**Direction**:
Could you summarize the Section 16 electronic filing text in two sentences?

**Source excerpt**:
━━━
On May 7, 2003, the SEC issued its final rule requiring electronic filing of all Section 16 reports by public company insiders and the posting of those reports on the public company's website. The complete text of this rule is available at www.sec.gov/rules/final/33-8230.htm.
When do these new Section 16 rules go into effect?
June 30, 2003. Filings on or after that date must comply.
What Section 16 forms will be required to be filed electronically?
All Section 16 reports — Forms 3, 4 and 5 — will be required to be filed electronically on the SEC's online database, known as EDGAR.
Will the filing deadlines for Section 16 forms change?
The due dates of the forms have not changed, but the time deadline on the due date will be
later. The filing deadline will be extended to 10:00 p.m. Eastern Time (7:00 p.m. Pacific
Time); the previous deadline was 5:30 p.m. Eastern Time (2:30 p.m. Pacific Time).
Due dates remain:
- Form 3 — within 10 calendar days of a person's becoming an insider;
- Form 4 — by the end of the second business day following the date of the applicable transaction; and
- Form 5 — within 45 days after the end of the company's fiscal year.
Has the online format for filing these Section 16 reports changed?
Yes. The SEC recently issued Release 8.5 to its EDGAR system, which contains the new online filing system for Forms 3, 4 and 5. As part of this software upgrade, the SEC changed the format and required fields for online Section 16 reports. These modifications change the way information and transactions are presented on electronic Forms 3, 4 and 5, compared to how information was disclosed by many insiders in the past.
━━━
**Record set**:

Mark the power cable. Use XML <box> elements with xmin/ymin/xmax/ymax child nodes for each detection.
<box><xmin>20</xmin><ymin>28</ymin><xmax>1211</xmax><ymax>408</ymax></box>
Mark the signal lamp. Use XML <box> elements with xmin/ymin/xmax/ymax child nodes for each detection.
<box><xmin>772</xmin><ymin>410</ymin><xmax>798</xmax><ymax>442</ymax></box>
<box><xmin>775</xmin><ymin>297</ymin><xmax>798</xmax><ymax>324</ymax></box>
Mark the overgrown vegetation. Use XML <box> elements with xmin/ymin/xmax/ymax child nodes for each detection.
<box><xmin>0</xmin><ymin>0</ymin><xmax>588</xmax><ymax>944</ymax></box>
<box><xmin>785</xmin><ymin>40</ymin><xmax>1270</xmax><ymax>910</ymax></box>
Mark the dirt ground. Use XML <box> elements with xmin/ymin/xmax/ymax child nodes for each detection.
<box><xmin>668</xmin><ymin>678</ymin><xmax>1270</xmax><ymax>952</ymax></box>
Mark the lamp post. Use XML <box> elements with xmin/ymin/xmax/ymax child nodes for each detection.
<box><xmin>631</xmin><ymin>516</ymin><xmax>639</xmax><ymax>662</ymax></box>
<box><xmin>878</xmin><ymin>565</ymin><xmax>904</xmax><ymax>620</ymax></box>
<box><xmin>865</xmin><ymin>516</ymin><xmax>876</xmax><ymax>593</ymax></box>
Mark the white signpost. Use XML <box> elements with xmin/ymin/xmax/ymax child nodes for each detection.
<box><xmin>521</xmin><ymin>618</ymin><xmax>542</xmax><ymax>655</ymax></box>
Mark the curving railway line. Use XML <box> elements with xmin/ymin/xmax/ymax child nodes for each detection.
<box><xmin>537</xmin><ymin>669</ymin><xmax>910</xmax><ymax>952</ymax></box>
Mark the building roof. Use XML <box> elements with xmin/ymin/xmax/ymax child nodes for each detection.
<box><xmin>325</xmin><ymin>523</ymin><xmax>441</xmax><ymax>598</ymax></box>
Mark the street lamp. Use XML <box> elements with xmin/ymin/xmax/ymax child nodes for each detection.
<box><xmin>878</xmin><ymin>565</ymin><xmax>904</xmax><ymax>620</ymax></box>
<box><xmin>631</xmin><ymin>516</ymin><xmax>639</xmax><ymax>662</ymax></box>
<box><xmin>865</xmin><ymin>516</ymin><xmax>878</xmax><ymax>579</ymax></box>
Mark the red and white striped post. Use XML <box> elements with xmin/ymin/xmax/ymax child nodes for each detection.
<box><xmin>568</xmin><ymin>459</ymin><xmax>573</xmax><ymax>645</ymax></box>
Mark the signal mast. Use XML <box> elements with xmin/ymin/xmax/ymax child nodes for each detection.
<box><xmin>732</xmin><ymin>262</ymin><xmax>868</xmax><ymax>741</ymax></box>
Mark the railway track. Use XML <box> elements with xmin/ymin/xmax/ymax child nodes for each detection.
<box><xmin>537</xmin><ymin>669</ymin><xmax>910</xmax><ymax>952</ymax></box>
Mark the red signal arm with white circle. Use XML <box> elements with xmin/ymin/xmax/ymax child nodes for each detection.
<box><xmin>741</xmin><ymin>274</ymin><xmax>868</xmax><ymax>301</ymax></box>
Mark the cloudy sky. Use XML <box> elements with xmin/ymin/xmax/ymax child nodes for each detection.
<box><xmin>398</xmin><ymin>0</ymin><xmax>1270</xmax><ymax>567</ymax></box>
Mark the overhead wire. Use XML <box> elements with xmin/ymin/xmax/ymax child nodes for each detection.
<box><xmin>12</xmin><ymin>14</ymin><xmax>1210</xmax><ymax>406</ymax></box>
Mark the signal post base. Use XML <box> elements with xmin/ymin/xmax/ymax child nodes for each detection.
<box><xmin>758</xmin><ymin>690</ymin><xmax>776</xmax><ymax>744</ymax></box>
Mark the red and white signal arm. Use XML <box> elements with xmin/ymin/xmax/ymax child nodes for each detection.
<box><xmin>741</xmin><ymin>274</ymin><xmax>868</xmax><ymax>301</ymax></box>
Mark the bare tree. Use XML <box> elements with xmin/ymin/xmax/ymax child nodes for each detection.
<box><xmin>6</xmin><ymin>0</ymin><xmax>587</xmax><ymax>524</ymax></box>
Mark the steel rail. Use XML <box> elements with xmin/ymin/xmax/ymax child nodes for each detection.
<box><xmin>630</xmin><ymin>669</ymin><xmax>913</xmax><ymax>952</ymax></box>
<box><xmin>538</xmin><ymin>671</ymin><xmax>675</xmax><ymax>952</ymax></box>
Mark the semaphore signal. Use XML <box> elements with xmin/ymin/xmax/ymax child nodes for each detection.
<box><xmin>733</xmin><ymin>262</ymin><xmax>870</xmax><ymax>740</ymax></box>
━━━
**Solution for this problem**:
On May 7, 2003, the SEC issued a final rule requiring public company insiders to file all Section 16 reports (Forms 3, 4 and 5) electronically on EDGAR and requiring the public company to post those reports on its website, with filings on or after June 30, 2003 required to comply. The forms' due dates are unchanged, but the deadline on the due date moves from 5:30 p.m. to 10:00 p.m. Eastern Time, and EDGAR Release 8.5 changed the format and required fields of the online forms.